--- SOURCE DATA Enclosed Below ---
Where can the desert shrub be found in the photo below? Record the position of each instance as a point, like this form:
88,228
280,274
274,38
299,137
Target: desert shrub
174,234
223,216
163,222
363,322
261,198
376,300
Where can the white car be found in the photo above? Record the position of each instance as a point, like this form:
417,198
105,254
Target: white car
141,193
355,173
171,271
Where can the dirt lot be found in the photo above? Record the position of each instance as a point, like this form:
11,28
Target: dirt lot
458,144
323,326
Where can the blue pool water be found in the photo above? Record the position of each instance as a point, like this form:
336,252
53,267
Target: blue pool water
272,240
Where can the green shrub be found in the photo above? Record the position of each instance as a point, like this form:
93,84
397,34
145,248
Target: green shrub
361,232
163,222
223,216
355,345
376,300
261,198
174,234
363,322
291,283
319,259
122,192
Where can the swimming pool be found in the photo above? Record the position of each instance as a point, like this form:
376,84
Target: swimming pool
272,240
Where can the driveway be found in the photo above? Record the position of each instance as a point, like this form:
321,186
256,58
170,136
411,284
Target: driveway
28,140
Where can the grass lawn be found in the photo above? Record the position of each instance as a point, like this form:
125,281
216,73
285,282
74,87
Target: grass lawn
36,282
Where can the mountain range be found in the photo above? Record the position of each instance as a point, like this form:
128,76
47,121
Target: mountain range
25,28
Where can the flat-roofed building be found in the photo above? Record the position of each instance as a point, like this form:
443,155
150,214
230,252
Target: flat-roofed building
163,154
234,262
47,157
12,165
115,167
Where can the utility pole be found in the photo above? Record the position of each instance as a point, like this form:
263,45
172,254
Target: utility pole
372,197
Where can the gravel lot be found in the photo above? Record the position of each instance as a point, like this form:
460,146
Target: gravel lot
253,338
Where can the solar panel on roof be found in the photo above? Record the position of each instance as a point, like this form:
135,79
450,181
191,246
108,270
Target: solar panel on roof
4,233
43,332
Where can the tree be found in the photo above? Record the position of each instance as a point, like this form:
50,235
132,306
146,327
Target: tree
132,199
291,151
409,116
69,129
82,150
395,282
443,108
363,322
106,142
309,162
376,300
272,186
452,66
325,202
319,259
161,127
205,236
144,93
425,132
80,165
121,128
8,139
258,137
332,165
--- End of Enclosed SOURCE DATA ---
Every line above has to be restated word for word.

Where can the desert shrub be found in the photo below? Record the position of each instance as a point, like this form:
88,228
280,274
274,38
299,137
Target: desert shrub
174,234
223,216
163,222
363,322
261,198
376,300
Where can the white car be found in the photo above? Record the position of each instance as a point, like this form:
417,198
105,254
Target: white car
141,193
355,173
171,271
Where can the dirt lot be found in the photo above? Record the position of each instance as a point, like this form:
11,28
Target: dirt lot
458,144
323,326
Where can the blue pool water be found in the photo above? Record the position of each instance as a point, like this form:
336,252
53,267
Target: blue pool water
272,240
Where can the green shrub be found in the photo above? Record the position of each instance as a point, like this form:
93,84
397,34
145,248
Target: green shrub
361,232
163,222
223,216
355,345
376,300
261,198
174,234
363,322
291,283
319,259
122,192
Where can the swimming pool be found in the photo above? Record the position of each instance as a point, like this form:
376,84
Target: swimming pool
272,240
Where can the driveway be found in the photo above? Record the position of each instance as a point, like this form:
321,186
256,58
170,136
411,284
Target: driveway
28,140
Where can the grass lawn be found in the photo above? Record the position of each instance as a point, like this form:
125,281
216,73
285,282
74,87
Target: grass lawn
36,282
Where can the mountain range be found in the photo above? Record the position of each instance as a point, like this form:
128,76
47,121
Target: mountain range
25,28
Where can the flat-roofed building be found in the photo above? Record the position of each instance as a point, like this form:
443,155
150,214
230,252
Target: flat-roofed building
163,154
234,262
47,157
12,165
115,167
Where can the utility pole be found in the photo above? Record the position of each instance as a point, like this form:
263,45
172,254
Target: utility pole
372,197
Where can the gravel lot be found in the photo above? Record the position of each instance as a point, like this form:
460,146
Target: gravel lot
253,338
Where can the solar panel on roof be found in the photo above? Record the position of each instance as a point, like this form:
135,79
450,181
191,246
108,270
Target: solar panel on roof
4,233
43,332
Where can the tree be found in the photo above? Record the position of each instance as a point, like this form:
50,235
132,306
146,327
Target: tree
132,199
291,151
409,116
69,129
82,150
395,282
443,108
363,322
106,142
309,162
376,300
272,186
452,66
325,202
319,259
161,127
205,236
144,93
425,132
80,165
121,128
8,139
258,137
332,165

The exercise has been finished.